● PASSAGE SHOWN:

Hadoop Modes Explained – Standalone, Pseudo Distributed, Distributed
This post contains instructions for Hadoop installation on ubuntu. This is a quick step by step tutorial of Hadoop installation. Here you will get all the commands and their description required to install Hadoop in Standalone mode (single node cluster), Hadoop in Pseudo distributed mode (single node cluster) and Hadoop in distributed mode (multi node cluster).
The main goal of this tutorial is to get a ”simple” Hadoop installation up and running so that you can play around with the software and learn more about it.
This Tutorial has been tested on:
- Ubuntu Linux (10.04 LTS)
- Hadoop 0.20.2
Prerequisites:
Install Java:
Java 1.6.x (either Sun Java or Open Java) is recommended for Hadoop
1. Add the Canonical Partner Repository to your apt repositories:
$ sudo add-apt-repository "deb http://archive.canonical.com/ lucid partner"

● AIM 1: Can you reproduce the whole listing below, requests included, with each point coordinate in its results multiplied by 2.6 and rounded to a whole number (halves up), while the sample coordinates inside the requests stay as they are? Omit the pictures from your reply.

● MATERIAL PROVIDED:
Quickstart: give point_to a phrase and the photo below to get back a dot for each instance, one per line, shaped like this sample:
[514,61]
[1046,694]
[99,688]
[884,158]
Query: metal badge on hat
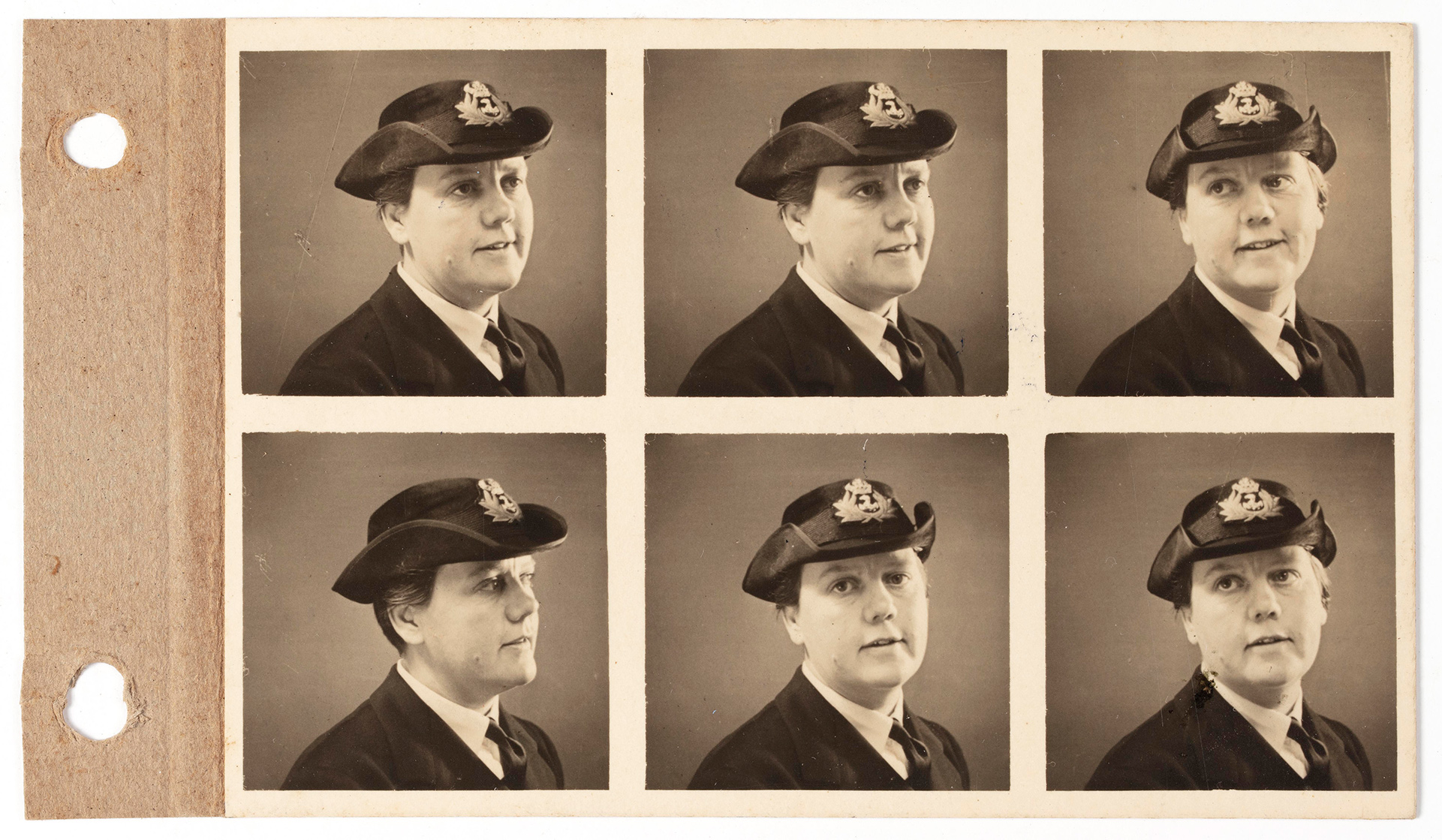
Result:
[886,110]
[498,503]
[1249,501]
[480,107]
[1245,104]
[861,503]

● AIM 2: How would the Hadoop installation tutorial above continue after the add-apt-repository command?

● RESULT 1:
Quickstart: give point_to a phrase and the photo below to get back a dot for each instance, one per line, shaped like this sample:
[514,61]
[1046,694]
[99,688]
[884,158]
Query: metal badge on hat
Result:
[2304,286]
[1295,1308]
[3247,1303]
[1248,278]
[3237,270]
[2239,1308]

● RESULT 2:
2. Update the source list
$ sudo apt-get update
3. Install sun-java6-jdk
$ sudo apt-get install sun-java6-jdk
4. After installation, make a quick check whether Sun’s JDK is correctly set up:
user@ubuntu:~# java -version java version "1.6.0_20" Java(TM) SE Runtime Environment (build 1.6.0_20-b02) Java HotSpot(TM) Client VM (build 16.3-b01, mixed mode, sharing)
Adding a dedicated Hadoop system user:
We will use a dedicated Hadoop user account for running Hadoop. While that’s not required it is recommended because it helps to separate the Hadoop installation from other software applications and user accounts running on the same machine (think: security, permissions, backups, etc)
$ sudo adduser hadoop_admin
Login to hadoop_admin User:
user@ubuntu:~$ su - hadoop_admin
Hadoop Installation:
$ cd /usr/local $ sudo tar xzf hadoop-0.20.2.tar.gz $ sudo chown -R hadoop_admin /usr/local/hadoop-0.20.2
Define JAVA_HOME:
Edit configuration file /usr/local/hadoop-0.20.2/conf/hadoop-env.sh and set JAVA_HOME:
export JAVA_HOME=path to be the root of your Java installation(eg: /usr/lib/jvm/java-6-sun)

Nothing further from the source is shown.